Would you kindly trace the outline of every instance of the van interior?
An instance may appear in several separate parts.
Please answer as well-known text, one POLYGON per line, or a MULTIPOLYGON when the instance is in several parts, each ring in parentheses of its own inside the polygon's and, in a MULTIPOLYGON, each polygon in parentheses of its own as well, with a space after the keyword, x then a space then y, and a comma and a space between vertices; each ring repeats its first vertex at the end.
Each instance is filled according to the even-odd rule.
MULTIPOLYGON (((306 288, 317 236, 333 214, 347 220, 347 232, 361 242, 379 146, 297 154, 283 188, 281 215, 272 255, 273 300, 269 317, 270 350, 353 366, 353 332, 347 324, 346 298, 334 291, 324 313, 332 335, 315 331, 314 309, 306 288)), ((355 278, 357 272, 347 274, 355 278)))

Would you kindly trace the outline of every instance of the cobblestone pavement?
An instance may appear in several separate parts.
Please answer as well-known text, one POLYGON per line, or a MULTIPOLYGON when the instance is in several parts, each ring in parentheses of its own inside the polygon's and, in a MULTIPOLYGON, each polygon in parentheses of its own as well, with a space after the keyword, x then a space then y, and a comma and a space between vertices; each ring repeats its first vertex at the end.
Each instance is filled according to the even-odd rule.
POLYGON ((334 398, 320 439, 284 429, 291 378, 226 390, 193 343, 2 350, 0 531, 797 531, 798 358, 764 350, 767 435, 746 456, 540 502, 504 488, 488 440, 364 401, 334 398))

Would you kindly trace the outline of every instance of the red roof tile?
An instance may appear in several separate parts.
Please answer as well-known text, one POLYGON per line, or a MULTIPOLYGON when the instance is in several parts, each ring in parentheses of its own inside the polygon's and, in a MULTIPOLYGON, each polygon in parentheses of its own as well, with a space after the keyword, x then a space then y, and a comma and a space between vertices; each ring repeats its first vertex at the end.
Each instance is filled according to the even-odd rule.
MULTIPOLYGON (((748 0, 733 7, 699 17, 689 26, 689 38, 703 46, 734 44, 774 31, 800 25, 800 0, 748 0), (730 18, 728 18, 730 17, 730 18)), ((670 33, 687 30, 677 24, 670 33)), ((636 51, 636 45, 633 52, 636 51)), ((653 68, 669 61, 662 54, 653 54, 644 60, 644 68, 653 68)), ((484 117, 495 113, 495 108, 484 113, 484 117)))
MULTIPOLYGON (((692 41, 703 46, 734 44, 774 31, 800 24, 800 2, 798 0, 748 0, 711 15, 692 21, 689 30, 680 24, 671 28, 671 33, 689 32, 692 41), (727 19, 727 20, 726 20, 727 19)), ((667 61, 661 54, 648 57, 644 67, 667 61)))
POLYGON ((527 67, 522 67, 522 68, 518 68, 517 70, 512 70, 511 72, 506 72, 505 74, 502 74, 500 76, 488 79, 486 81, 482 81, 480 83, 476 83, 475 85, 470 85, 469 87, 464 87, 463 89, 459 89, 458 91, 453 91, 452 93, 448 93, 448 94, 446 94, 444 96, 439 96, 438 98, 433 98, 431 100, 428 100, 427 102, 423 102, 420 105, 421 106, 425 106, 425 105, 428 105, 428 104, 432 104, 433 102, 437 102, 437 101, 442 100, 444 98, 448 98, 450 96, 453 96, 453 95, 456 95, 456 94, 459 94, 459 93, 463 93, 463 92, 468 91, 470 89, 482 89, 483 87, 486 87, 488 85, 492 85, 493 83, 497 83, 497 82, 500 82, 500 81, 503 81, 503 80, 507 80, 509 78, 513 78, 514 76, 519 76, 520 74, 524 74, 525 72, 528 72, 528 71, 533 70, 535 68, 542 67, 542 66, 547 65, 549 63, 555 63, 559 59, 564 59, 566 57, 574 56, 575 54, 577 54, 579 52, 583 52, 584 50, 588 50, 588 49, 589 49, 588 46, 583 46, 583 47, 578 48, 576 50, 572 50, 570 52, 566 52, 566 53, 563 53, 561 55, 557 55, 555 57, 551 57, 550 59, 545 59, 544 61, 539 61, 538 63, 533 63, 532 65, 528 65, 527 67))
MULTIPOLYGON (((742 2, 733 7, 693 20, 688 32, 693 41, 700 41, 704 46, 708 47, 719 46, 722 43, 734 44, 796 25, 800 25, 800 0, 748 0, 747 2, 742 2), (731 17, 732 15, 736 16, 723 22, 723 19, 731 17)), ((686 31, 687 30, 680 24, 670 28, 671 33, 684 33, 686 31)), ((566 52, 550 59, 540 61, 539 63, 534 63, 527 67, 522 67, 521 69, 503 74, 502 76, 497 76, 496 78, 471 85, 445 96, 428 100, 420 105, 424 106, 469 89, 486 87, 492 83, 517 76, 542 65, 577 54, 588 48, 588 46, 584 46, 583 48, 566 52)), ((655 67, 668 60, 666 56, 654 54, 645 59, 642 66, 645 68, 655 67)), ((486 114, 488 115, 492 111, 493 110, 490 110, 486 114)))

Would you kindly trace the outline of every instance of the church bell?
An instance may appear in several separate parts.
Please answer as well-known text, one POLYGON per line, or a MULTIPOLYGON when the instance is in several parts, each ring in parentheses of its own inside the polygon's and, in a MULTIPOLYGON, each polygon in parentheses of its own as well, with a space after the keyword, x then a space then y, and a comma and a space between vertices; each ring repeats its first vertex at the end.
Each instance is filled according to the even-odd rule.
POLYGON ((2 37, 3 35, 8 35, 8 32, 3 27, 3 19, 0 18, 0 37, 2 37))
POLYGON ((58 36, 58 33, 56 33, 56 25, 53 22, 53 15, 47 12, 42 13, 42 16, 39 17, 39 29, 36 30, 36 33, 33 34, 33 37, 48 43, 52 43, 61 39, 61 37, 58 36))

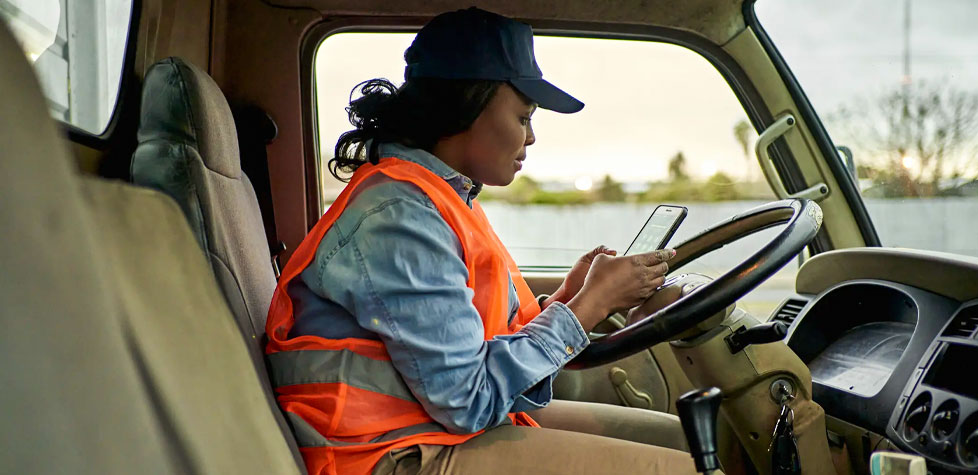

TASK DIRECTIONS - In the material above, how many lines contain the string "every"? Respond with that number by itself.

THE COMPLETED TASK - 4